Problem description: Line by line, transcribe all of the entries exactly.

Records shown:
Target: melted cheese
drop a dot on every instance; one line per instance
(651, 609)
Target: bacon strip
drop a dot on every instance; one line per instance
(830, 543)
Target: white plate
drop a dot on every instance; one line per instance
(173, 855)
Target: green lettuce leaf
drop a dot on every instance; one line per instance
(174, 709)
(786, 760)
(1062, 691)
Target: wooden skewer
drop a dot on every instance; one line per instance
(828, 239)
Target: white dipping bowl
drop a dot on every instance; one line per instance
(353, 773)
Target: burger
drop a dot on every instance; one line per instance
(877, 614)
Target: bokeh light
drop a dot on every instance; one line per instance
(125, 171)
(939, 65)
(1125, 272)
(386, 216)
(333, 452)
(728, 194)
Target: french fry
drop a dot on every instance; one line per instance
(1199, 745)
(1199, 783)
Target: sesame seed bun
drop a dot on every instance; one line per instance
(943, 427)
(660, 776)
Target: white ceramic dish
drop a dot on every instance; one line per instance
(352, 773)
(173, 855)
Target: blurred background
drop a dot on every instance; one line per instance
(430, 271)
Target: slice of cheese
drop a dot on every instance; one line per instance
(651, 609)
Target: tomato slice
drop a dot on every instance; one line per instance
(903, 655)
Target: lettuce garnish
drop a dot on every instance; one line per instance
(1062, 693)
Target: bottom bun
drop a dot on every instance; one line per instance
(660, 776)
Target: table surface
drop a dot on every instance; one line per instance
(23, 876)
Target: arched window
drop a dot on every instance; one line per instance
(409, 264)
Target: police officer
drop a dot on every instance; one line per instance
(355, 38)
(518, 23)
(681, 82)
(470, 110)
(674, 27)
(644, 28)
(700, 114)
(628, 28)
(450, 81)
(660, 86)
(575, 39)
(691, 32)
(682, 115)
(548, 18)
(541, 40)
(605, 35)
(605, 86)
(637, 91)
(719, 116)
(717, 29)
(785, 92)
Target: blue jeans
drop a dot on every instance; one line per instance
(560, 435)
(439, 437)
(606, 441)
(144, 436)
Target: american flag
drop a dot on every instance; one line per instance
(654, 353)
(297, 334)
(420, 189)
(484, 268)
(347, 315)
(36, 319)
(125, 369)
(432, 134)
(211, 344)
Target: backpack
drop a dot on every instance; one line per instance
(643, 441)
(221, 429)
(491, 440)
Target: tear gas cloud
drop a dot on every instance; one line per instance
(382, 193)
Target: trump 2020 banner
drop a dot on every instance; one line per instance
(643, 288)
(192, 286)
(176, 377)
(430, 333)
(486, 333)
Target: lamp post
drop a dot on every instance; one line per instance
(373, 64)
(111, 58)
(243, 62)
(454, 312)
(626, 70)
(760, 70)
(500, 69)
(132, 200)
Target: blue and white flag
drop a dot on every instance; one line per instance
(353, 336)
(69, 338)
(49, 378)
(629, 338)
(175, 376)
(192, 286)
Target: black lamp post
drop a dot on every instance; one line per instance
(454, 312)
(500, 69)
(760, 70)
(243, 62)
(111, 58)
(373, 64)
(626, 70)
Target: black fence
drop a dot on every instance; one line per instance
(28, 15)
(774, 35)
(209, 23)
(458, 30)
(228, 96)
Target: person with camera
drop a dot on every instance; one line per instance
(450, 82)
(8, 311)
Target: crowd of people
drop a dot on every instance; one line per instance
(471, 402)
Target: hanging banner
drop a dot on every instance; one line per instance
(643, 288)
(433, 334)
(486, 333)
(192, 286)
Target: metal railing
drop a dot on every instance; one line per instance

Written response:
Target: melted cheese
drop a dot on every instance; one line per instance
(651, 609)
Target: bacon strip
drop a dot on every instance; one line per instance
(830, 543)
Target: white plate
drop a dot on every instance; one line per instance
(173, 855)
Target: green lettuce leaf
drop a dot on every instance; one line per instance
(174, 709)
(786, 760)
(1062, 691)
Target: wooden skewer
drop a dot on every instance; one line per instance
(828, 239)
Target: white dipping bowl
drop a dot on every instance; one line per instance
(353, 773)
Target: burger
drop a dot on every instance; one line per instance
(877, 614)
Target: bokeh light
drop a dot on every instance; one line per instance
(125, 171)
(939, 65)
(1125, 272)
(386, 216)
(333, 452)
(728, 194)
Target: french fry
drop a dot on every instance; one line per instance
(1199, 745)
(1199, 783)
Target: sesame seed bun
drop a dot on every instance; one line per instance
(943, 427)
(660, 776)
Target: white ceramic dish
drop a dot on every instance; one line per instance
(352, 773)
(173, 855)
Target: blurred background
drop a dot on every instance; one line per instance
(430, 271)
Target: slice of cheese
drop a dot on every instance; one line per instance
(651, 609)
Target: tomato slice
drop a dot on every instance; one line per instance
(903, 655)
Target: lettuce garnish
drop a dot on every instance; one line per instance
(1062, 693)
Target: bottom bun
drop a dot on every instance; one line per instance
(660, 776)
Target: table surface
drop a dot on every instance; one line per instance
(23, 876)
Target: arched window
drop a dot on every instance; one line per instance
(409, 264)
Target: police officer
drop a dot on every instance; one line per instance
(355, 38)
(518, 23)
(681, 82)
(470, 110)
(674, 27)
(644, 28)
(700, 114)
(628, 28)
(450, 81)
(660, 86)
(575, 39)
(691, 32)
(682, 115)
(548, 18)
(541, 40)
(605, 35)
(605, 86)
(637, 91)
(719, 116)
(717, 29)
(785, 92)
Target: blue jeans
drop a dot on every instance; one line per instance
(560, 435)
(439, 437)
(606, 441)
(144, 436)
Target: american flag
drop a dot on every instance; one line per instance
(654, 353)
(297, 334)
(420, 189)
(484, 268)
(347, 315)
(36, 319)
(125, 369)
(432, 134)
(211, 344)
Target: backpack
drop a dot on every instance; one line per instance
(643, 441)
(221, 429)
(491, 440)
Target: tear gas cloud
drop a dot on every instance; one line per instance
(382, 193)
Target: trump 2020 banner
drop a dot on every instance; one line per instance
(643, 288)
(192, 286)
(176, 377)
(430, 333)
(486, 333)
Target: lamp post
drop a dot on every instance; one line per instance
(373, 64)
(111, 58)
(243, 62)
(454, 312)
(626, 70)
(760, 70)
(500, 69)
(132, 200)
Target: blue and white flag
drop a dot on every instance; one line per instance
(353, 336)
(69, 338)
(49, 378)
(629, 338)
(175, 376)
(192, 286)
Target: black lamp post
drop a dot on every instance; one line per instance
(454, 312)
(500, 69)
(760, 70)
(243, 62)
(111, 58)
(373, 64)
(626, 70)
Target: black fence
drop a dot on every instance; one line per instance
(28, 15)
(774, 35)
(209, 23)
(458, 30)
(228, 96)
Target: person with camera
drop a dot on every instance; one line per instance
(450, 82)
(8, 311)
Target: crowd of people
drop a dot on every instance; one line per instance
(471, 402)
Target: hanging banner
drop a dot on every instance; one line per instance
(643, 288)
(433, 334)
(486, 333)
(192, 286)
Target: metal railing
drop a dot on every instance; one line per instance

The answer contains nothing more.